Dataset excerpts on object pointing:
/---

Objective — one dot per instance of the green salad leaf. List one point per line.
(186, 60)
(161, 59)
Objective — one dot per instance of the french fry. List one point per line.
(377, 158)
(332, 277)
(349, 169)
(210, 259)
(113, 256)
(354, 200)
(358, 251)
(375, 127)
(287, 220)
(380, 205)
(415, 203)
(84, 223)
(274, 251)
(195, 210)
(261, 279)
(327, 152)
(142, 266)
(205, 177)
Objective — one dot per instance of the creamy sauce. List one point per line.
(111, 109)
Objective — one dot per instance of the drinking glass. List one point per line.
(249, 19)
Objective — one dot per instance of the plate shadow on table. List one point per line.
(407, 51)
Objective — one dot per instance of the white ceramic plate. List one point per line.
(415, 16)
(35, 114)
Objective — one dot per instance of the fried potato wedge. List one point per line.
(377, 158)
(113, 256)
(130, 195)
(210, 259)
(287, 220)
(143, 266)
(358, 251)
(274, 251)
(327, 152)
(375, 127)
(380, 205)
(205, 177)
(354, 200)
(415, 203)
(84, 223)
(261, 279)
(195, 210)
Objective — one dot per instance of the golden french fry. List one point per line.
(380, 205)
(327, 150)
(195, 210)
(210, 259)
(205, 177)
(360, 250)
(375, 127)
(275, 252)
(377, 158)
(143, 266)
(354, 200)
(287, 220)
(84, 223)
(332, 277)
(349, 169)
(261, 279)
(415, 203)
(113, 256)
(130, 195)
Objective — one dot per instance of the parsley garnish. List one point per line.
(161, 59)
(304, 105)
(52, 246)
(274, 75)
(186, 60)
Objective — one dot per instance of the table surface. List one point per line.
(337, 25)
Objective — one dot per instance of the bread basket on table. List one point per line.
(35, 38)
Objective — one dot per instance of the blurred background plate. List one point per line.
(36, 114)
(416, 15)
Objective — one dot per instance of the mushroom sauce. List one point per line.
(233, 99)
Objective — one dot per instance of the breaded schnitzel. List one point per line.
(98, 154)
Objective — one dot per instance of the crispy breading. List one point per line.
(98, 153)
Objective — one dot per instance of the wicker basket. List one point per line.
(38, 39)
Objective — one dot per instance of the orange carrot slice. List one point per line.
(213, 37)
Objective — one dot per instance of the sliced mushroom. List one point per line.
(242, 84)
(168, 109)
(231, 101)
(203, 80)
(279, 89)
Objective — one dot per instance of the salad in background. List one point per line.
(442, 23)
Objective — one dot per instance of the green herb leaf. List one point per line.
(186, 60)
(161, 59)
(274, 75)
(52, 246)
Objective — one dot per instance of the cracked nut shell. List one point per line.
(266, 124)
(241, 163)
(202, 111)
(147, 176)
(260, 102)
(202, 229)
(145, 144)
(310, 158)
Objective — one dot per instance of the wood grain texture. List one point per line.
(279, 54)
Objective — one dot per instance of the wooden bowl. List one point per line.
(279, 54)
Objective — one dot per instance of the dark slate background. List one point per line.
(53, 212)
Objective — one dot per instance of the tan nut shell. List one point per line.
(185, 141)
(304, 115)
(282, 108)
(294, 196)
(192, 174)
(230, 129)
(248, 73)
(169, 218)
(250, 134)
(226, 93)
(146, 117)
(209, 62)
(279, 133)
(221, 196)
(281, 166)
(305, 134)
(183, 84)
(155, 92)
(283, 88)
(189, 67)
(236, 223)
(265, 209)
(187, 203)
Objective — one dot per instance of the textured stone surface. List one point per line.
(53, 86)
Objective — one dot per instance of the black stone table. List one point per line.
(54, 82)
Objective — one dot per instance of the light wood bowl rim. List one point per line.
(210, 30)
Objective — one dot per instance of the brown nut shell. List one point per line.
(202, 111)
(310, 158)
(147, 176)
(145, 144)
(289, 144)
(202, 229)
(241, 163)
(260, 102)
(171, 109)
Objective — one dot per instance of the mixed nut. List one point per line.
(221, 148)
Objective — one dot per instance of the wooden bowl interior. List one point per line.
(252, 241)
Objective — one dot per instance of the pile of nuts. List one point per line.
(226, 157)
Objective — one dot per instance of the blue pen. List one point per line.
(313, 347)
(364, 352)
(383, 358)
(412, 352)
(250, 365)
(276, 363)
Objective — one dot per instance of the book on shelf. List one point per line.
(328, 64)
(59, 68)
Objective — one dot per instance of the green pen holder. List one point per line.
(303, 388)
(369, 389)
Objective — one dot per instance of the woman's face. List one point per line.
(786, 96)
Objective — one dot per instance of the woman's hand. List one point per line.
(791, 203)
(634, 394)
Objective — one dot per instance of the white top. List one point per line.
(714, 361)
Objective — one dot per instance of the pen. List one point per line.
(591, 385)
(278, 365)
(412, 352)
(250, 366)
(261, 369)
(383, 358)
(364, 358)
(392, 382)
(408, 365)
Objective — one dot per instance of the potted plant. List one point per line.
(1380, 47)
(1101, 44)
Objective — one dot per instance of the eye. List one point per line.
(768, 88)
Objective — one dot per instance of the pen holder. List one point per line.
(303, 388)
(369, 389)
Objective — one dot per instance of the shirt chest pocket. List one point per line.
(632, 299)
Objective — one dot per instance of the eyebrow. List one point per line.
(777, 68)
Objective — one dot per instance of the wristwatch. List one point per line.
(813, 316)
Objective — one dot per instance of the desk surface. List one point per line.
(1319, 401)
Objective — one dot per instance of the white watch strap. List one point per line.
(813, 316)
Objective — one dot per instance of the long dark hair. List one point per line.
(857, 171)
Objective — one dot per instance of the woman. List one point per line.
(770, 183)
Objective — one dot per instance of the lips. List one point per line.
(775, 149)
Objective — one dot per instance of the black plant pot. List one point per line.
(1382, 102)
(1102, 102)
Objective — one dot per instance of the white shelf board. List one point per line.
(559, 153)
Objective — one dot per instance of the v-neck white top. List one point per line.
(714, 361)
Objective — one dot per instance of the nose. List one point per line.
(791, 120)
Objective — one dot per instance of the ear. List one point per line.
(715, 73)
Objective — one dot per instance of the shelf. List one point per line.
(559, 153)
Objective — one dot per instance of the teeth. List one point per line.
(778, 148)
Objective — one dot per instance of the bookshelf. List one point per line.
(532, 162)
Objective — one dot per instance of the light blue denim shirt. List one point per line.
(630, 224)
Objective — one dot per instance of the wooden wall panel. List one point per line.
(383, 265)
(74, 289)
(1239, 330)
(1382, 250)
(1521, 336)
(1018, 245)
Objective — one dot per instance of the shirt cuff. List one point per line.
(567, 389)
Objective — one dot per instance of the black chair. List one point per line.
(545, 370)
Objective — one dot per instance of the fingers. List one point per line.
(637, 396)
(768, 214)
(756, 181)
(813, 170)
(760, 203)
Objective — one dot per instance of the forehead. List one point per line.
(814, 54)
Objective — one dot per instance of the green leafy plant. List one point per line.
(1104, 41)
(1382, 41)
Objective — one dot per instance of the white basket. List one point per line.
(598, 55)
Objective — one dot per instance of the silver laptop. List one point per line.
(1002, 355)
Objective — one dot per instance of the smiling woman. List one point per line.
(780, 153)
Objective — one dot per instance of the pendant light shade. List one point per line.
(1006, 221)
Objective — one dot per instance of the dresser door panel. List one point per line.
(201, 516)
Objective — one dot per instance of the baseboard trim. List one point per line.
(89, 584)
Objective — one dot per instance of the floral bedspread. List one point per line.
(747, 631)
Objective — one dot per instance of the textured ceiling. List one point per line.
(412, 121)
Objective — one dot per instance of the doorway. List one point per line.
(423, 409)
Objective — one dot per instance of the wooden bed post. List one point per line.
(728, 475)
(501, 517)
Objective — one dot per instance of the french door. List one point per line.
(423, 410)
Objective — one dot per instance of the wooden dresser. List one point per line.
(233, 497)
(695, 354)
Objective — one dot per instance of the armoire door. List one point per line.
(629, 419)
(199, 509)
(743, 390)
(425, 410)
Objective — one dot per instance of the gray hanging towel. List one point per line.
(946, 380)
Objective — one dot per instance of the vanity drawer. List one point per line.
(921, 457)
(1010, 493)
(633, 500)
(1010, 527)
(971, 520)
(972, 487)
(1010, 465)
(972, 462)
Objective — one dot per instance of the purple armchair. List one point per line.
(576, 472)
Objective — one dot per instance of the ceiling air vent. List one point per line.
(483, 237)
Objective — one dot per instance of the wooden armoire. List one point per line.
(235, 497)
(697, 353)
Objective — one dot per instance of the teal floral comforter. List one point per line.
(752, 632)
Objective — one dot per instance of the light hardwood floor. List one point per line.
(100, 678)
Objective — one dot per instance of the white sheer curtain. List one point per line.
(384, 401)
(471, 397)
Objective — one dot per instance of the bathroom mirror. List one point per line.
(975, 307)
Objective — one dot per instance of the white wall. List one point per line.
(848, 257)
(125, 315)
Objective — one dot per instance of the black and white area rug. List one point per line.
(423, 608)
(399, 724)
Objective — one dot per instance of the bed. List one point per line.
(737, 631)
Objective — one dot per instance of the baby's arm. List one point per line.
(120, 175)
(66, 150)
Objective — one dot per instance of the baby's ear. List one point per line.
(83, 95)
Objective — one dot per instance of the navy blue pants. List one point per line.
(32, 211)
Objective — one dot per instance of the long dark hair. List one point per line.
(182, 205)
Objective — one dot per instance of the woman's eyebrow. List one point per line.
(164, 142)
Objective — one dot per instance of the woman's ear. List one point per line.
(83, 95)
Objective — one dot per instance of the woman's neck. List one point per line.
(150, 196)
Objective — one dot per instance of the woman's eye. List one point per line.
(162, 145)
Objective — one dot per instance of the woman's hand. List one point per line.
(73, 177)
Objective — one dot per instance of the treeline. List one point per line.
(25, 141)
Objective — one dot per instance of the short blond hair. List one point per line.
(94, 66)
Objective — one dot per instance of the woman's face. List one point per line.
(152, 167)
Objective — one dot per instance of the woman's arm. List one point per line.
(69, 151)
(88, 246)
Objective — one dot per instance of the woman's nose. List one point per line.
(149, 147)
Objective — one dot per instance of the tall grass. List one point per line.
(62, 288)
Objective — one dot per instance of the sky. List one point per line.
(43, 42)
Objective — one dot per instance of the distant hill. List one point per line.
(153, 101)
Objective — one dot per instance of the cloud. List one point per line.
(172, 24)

\---

TASK GOAL: Convert the lines above into a numbered list, starting with the line that contains "Objective — one dot per instance of the tall" and running through the final line, with any blank lines left out.

EXPECTED ANSWER:
1. Objective — one dot per instance of the tall grass. List one point per line.
2. (62, 288)
3. Objective — one dot per instance of the sky. List one point per line.
4. (43, 42)
5. Objective — one dot per instance of the distant hill. List one point per line.
6. (153, 101)
7. Objective — one dot per instance of the cloud. List one point per line.
8. (172, 24)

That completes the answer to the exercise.